TEXTE SOURCE:
● ● ● ●
Malgré l’impossibilité où nous nous trouvons de résoudre complètement le problème, peut-être pourrions-nous cependant faire du moins pressentir dès à présent quelle en devrait être la véritable solution ?

Abandonnons pour cela, au moins pour quelques instans, la langue ordinaire de la philosophie, puis traduisons la question dans un autre langage, qui, la rendant, en quelque sorte, visible aux yeux, la rende en même temps plus intelligible.

Ne l’a-t-on pas dit plusieurs fois : l’univers matériel n’est rien autre, en définitive, que la manifestation visible d’un ordre de choses invisibles ? Eh bien ! que ces mots soient pour nous l’expression de la vérité.

En adoptant ce point de vue, rien ne s’oppose à ce que nous nous représentions le mouvement intellectuel au moyen duquel l’humanité accomplit son évolution historique, sous la forme, sous l’image des mouvemens physiques que nous voyons s’exécuter dans le monde matériel. Ces mouvemens physiques seront dès-lors comme autant de symboles du mouvement moral. Ils en seront la traduction apparente, l’expression visible.
● ● ● ●
LIGNES FOURNIES:
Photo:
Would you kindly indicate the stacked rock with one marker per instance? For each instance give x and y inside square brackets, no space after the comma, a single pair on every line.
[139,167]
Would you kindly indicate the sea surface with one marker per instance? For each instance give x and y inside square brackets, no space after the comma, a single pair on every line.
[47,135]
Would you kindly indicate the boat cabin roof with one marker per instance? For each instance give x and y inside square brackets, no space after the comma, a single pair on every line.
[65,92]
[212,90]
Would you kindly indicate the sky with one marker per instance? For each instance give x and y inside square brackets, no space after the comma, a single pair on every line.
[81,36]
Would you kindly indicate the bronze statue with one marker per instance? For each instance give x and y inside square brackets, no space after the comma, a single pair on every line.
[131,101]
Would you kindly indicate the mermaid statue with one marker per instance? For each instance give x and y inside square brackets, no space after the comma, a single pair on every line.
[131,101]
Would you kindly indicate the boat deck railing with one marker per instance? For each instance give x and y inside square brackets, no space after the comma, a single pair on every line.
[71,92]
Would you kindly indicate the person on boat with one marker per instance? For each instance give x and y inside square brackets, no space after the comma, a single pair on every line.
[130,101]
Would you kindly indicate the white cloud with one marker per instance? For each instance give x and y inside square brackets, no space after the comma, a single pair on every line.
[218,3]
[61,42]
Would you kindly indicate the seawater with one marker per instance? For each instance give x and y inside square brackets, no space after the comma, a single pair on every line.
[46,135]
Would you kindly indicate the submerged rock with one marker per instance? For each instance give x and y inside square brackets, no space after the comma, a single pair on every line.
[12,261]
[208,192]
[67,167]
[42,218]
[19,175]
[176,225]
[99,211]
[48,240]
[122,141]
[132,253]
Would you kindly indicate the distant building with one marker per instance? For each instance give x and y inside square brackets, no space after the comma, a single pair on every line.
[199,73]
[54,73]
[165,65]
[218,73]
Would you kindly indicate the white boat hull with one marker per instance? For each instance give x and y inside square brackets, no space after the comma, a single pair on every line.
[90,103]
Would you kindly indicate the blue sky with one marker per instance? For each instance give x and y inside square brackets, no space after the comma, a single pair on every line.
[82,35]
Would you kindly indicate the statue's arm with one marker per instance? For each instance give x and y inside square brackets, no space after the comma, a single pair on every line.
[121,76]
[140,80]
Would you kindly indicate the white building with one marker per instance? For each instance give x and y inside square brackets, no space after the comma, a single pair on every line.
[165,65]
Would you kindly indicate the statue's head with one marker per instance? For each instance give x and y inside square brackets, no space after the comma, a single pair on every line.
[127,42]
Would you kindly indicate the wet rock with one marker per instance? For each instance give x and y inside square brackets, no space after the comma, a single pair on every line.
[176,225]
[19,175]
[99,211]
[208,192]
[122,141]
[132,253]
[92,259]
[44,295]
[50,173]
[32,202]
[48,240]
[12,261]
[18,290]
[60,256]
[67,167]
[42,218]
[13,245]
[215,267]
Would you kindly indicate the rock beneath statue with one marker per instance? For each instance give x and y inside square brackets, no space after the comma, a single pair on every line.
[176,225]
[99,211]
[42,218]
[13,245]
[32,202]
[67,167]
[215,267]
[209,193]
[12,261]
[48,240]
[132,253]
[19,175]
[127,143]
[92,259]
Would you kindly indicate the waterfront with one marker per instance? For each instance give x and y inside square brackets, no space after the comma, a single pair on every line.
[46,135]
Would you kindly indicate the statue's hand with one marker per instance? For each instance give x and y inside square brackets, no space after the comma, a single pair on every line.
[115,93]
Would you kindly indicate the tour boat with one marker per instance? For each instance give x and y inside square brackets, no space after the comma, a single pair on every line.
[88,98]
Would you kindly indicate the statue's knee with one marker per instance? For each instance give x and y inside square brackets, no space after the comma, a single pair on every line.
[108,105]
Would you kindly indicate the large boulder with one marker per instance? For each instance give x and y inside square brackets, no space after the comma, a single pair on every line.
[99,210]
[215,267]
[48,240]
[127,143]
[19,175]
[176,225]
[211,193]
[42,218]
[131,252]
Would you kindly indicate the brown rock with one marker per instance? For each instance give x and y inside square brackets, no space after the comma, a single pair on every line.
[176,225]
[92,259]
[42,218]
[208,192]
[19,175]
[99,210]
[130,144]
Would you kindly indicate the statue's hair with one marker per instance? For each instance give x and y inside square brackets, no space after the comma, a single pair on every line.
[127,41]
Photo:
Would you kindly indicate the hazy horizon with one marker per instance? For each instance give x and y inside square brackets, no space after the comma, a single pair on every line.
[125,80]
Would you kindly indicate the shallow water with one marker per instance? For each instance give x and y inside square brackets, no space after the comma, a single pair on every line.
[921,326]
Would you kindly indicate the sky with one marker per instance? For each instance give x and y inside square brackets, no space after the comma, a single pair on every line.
● ● ● ●
DÉFI: Recopiez le passage du texte source qui va de « Abandonnons pour cela, au » jusqu'à « temps plus intelligible. » en le mettant à jour : remplacez « ordinaire » par « habituelle ».

RÉPONSE AU PROBLÈME:
Abandonnons pour cela, au moins pour quelques instans, la langue habituelle de la philosophie, puis traduisons la question dans un autre langage, qui, la rendant, en quelque sorte, visible aux yeux, la rende en même temps plus intelligible.